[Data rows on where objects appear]
[START]

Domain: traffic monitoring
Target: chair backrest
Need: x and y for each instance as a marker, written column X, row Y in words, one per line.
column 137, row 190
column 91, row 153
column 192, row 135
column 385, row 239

[END]

Rewrite the data above, swapping "Domain" for "Setting" and leaving everything else unchanged.

Setting: traffic monitoring
Target: chair backrest
Need: x and y for each instance as a marker, written column X, row Y in words, one per line.
column 137, row 190
column 91, row 153
column 192, row 135
column 385, row 239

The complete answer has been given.